Rewrite all of the items below, swapping "instance" for "occurrence" everywhere and keeping everything else the same. Leave the pictures out of your answer.

◆ ◆ ◆

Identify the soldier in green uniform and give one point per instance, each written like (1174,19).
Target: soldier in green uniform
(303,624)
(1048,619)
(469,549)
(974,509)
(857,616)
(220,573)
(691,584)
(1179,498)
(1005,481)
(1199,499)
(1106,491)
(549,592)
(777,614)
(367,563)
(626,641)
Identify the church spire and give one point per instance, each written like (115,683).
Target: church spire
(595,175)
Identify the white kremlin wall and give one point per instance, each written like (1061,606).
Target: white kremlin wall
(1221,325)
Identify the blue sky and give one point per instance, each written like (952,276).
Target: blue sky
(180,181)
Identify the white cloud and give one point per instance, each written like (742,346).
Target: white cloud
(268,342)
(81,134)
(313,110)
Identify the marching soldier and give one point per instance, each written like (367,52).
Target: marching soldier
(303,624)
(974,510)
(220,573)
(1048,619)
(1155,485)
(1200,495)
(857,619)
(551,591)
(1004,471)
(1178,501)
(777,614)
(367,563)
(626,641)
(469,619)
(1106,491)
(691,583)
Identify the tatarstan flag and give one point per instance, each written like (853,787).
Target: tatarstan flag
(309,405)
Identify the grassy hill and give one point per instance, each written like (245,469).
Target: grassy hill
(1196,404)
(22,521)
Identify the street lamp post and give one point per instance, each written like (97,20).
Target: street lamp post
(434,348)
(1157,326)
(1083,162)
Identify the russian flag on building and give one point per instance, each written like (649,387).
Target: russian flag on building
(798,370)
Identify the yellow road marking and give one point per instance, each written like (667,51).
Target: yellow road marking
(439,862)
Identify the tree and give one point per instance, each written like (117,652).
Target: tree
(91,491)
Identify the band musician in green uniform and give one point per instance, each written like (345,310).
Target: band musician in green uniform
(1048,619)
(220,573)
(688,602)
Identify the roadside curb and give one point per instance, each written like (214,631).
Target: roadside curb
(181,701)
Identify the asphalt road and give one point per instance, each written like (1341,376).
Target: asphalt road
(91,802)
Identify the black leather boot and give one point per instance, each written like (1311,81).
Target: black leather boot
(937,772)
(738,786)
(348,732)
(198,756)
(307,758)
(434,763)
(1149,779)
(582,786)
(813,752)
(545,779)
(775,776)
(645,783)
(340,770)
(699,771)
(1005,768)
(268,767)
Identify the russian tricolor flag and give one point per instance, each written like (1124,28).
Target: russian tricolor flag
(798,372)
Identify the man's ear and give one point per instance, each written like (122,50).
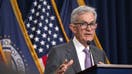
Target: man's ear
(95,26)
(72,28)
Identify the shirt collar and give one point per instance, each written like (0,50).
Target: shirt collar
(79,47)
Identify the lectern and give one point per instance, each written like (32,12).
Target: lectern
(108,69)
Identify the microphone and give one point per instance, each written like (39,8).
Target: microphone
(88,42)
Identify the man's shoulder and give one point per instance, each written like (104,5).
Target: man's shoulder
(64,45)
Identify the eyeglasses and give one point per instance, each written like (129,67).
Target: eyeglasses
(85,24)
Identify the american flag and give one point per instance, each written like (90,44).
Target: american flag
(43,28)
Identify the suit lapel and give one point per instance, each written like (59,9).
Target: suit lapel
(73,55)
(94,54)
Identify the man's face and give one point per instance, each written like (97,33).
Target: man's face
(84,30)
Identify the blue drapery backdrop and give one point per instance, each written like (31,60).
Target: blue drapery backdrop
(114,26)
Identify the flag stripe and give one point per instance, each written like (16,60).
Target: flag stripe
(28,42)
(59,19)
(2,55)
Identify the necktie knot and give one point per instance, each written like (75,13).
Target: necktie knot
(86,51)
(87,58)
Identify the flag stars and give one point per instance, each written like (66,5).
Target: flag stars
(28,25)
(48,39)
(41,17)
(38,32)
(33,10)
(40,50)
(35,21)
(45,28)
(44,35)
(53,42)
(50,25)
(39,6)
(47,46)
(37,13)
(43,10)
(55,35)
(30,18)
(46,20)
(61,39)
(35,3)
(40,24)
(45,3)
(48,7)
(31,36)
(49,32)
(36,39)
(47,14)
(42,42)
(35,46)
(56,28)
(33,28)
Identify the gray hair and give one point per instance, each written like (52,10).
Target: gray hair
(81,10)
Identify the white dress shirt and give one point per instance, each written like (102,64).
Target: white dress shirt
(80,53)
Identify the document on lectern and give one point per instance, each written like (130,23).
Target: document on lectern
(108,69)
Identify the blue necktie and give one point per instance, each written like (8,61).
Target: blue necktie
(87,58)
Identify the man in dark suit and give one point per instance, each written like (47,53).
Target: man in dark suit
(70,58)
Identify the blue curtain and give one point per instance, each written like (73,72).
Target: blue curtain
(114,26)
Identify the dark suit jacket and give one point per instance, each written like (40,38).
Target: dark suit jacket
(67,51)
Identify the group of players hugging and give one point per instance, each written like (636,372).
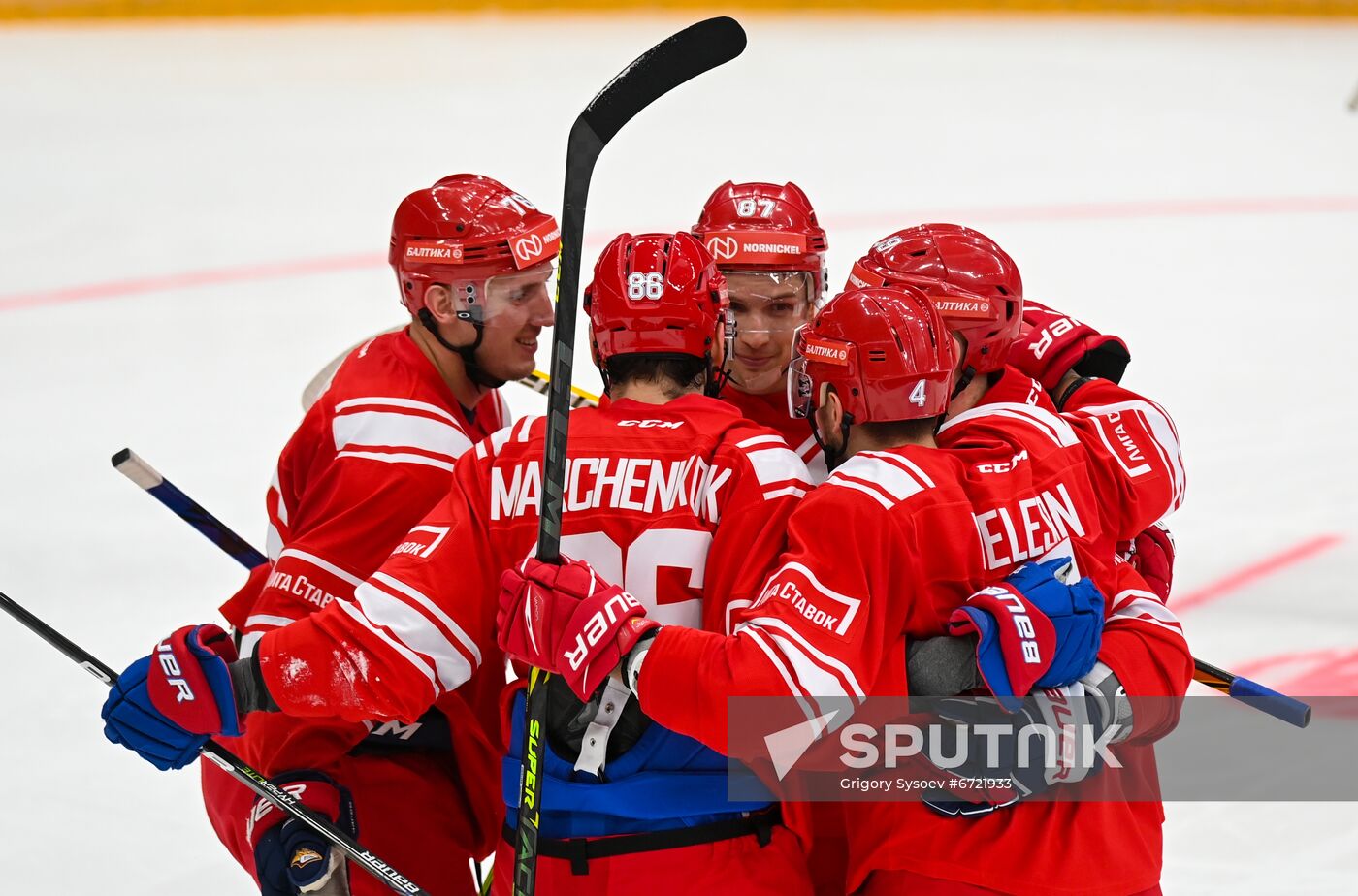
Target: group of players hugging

◆ ◆ ◆

__WRITTEN RESPONSE__.
Identify the soldier in green uniform and give one point per occurrence, each written like (1174,19).
Target: soldier in green uniform
(303,624)
(1048,619)
(469,549)
(974,509)
(857,616)
(220,573)
(691,584)
(1179,498)
(1005,481)
(1199,499)
(1106,491)
(549,592)
(777,614)
(367,563)
(626,641)
Identify the church spire and give one point per occurrence, each written like (115,683).
Target: church spire
(595,175)
Identify the white kremlin wall and give one point per occurrence, each written like (1061,606).
Target: white kremlin wall
(1221,325)
Identify the blue sky and give one point per occurrence, each written like (952,276).
Target: blue sky
(180,181)
Identify the white cloud and give one point per occurrence, each written like (742,346).
Target: white cloud
(268,342)
(81,134)
(313,110)
Identify the marching soldier and give one point per occurrence, each written like (367,52).
Target: marching soldier
(303,624)
(974,510)
(220,573)
(1048,619)
(1155,485)
(1200,495)
(857,619)
(551,591)
(1004,471)
(1178,501)
(777,614)
(367,563)
(626,641)
(469,619)
(1106,491)
(691,583)
Identify the tatarstan flag and give one point per occurrence, each written like (853,787).
Target: tatarstan flag
(309,405)
Identify the grassy hill and give one point per occurrence, each written like (245,469).
Target: grassy hill
(1196,404)
(22,521)
Identify the street lamp post and give one point per occurrence, each written like (97,20).
Target: street lamp post
(434,348)
(1157,326)
(1083,162)
Identify the russian flag on building and give one point per occurrence, each written like (649,387).
Target: russian flag on building
(798,370)
Identify the yellow road marking and give one point per occurrence, each written like (667,51).
Target: yellow road marking
(439,862)
Identify the tree and give one point per occurrence, each written like (117,652).
Target: tree
(91,491)
Identify the band musician in green uniform and give one point per occurrence, each written like (345,310).
Target: band musician in green uniform
(1048,619)
(220,573)
(688,602)
Identify the roadside curb and give one point per occurrence, each written like (214,631).
Target: roadside curb
(181,701)
Identify the asphalt road and give one point per occurrence, each written like (1341,376).
Target: asphalt road
(91,802)
Identify the black leather boot and give one point per occurrence, each written like (1311,81).
Target: black leather boot
(937,772)
(738,786)
(348,732)
(198,756)
(307,758)
(434,763)
(1149,779)
(582,786)
(813,752)
(545,779)
(775,776)
(645,783)
(340,770)
(699,771)
(1005,768)
(268,767)
Identify the russian tricolor flag and give one point per occurrence, each written like (1124,28).
Target: russian tricolor flag
(798,372)
Identify the man's ear and give one point per occurrence, each written like (122,50).
Target: man's ear
(95,26)
(72,28)
Identify the shirt collar and give one point per occurrence, each written like (0,50).
Target: shirt collar
(79,47)
Identify the lectern and give one point per occurrence, each written like (32,12).
Target: lectern
(108,69)
Identify the microphone and give one point per occurrence, each written like (39,8).
Target: microphone
(88,42)
Identify the man's shoulder and give one point per occurrence, each written like (104,5).
Target: man's shoulder
(64,45)
Identify the eyeglasses and give one point per occurrence, each written like (129,67).
Target: eyeglasses
(85,24)
Identify the american flag and give one point per occurrence, each written like (90,44).
Target: american flag
(43,28)
Identify the suit lapel and give one point per occurrence, each written like (59,9).
Target: suit lapel
(73,55)
(94,54)
Identify the man's face and give one point per occurrence, each written like (97,33).
Target: man's face
(84,30)
Identify the blue drapery backdrop and give one point per occurrence, each written like (31,60).
Target: blue drapery backdrop
(114,26)
Identify the flag stripe and give one point per occurrence, each written like (16,60).
Target: flag stripe
(28,42)
(59,19)
(2,55)
Identify the necktie knot and give one point per occurrence, each written like (75,13).
Target: necktie knot
(86,51)
(87,58)
Identify the flag stars and give one point per occurrence, each written like (66,5).
Target: flag stars
(28,25)
(48,39)
(41,17)
(38,32)
(33,10)
(40,50)
(35,21)
(45,28)
(44,35)
(53,42)
(50,25)
(39,6)
(47,46)
(37,13)
(43,10)
(55,35)
(30,18)
(46,20)
(61,39)
(35,3)
(40,24)
(45,3)
(48,7)
(31,36)
(49,32)
(36,39)
(47,14)
(42,42)
(35,46)
(56,28)
(33,28)
Identify the gray hair and give one point per occurrence, each written like (52,10).
Target: gray hair
(81,10)
Identify the white dress shirt and give one point per occurrence, each written like (102,64).
Target: white dress shirt
(80,53)
Identify the document on lectern and give one point per occurrence, each written like (130,23).
Target: document on lectern
(108,69)
Identify the blue necktie and give one point per occurrence, each written like (8,61).
Target: blue necktie
(87,58)
Identify the man in dark suit and give one point per occurrence, each written like (47,53).
Target: man in dark suit
(70,58)
Identify the blue curtain and give one point per occurrence, each written like (73,72).
Target: blue curtain
(114,26)
Identify the dark suit jacket and give one point per occurrence, each written like (40,38).
Target: dark suit jacket
(67,51)
Identify the group of players hugging and give one point per occurrence, each written like (636,372).
Target: group of players hugging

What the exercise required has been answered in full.